WORK REQUIRED. Identify all lines of the data containing the string "snare" and copy them.

[Photo-based referring expression data]
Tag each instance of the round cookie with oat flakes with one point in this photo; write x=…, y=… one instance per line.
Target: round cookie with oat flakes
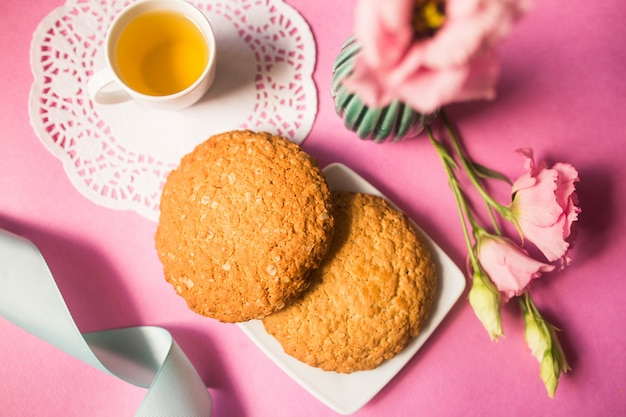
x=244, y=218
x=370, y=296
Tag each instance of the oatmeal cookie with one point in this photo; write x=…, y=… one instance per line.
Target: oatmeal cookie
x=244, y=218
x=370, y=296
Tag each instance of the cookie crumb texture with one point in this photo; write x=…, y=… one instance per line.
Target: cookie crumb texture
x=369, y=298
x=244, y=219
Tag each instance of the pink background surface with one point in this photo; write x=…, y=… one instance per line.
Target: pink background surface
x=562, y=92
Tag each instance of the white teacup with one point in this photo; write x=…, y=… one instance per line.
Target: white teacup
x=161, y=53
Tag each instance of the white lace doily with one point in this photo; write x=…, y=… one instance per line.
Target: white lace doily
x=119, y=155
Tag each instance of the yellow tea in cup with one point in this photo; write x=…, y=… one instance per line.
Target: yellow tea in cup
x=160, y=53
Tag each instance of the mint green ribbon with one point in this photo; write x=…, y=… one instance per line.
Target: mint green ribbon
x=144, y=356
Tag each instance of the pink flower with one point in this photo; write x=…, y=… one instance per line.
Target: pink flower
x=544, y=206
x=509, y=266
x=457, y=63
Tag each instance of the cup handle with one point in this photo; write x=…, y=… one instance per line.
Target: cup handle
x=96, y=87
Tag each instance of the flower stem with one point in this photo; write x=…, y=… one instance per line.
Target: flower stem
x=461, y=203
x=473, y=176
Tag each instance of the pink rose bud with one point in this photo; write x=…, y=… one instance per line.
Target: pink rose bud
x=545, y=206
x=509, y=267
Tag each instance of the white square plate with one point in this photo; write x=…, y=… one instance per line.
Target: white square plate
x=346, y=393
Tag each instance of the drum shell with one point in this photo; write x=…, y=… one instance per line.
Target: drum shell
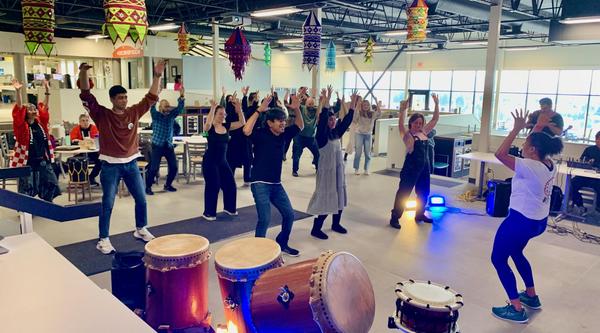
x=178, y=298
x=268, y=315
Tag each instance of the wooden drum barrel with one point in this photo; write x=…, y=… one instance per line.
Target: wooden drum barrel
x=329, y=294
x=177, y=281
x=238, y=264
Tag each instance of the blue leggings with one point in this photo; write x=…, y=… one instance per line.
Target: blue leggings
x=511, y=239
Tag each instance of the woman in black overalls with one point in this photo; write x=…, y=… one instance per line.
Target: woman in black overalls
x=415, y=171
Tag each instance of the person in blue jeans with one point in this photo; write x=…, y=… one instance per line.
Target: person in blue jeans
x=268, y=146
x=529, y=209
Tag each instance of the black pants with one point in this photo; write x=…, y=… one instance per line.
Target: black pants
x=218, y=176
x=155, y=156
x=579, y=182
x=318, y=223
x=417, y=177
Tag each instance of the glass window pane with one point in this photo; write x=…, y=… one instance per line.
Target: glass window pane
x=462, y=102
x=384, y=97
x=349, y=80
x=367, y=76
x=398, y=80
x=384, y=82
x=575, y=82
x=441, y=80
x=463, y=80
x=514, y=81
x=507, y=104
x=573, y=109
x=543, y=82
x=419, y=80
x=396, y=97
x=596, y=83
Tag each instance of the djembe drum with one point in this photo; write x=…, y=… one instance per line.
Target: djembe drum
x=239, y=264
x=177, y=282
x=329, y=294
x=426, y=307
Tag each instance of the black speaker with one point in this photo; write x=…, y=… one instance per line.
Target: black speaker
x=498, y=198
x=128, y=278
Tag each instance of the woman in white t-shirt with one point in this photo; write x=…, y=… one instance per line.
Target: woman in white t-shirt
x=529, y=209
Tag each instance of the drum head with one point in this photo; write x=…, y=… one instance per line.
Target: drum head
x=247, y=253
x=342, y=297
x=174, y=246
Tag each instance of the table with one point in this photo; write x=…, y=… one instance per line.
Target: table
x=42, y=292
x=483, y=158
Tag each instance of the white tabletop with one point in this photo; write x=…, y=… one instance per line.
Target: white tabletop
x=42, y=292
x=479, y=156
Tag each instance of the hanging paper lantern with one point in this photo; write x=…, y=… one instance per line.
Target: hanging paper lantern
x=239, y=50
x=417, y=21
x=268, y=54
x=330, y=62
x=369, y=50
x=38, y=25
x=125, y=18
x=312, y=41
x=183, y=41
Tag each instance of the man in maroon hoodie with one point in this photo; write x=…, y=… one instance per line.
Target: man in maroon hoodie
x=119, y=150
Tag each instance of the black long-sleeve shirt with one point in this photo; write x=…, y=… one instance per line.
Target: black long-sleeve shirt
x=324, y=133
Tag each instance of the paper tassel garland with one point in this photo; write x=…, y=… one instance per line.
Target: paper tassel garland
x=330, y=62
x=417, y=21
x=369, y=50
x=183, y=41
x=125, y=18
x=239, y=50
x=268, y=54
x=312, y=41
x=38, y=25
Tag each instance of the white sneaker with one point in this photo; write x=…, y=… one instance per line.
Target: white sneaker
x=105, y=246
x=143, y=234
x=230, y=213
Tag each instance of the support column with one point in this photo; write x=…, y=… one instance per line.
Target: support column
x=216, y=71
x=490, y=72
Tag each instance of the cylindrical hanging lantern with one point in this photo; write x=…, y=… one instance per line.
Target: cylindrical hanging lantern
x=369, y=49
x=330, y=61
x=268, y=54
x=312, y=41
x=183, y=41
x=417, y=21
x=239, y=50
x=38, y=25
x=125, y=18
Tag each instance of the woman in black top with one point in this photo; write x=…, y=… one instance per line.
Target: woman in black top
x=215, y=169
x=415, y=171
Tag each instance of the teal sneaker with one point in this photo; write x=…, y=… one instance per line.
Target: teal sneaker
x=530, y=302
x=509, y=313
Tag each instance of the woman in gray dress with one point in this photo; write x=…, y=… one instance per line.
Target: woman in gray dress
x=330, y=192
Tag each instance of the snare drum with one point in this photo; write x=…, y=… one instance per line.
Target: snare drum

REPLY TO THE EXERCISE.
Tag each instance of the snare drum with one point in this photo; write x=…, y=… one instance per line.
Target: snare drum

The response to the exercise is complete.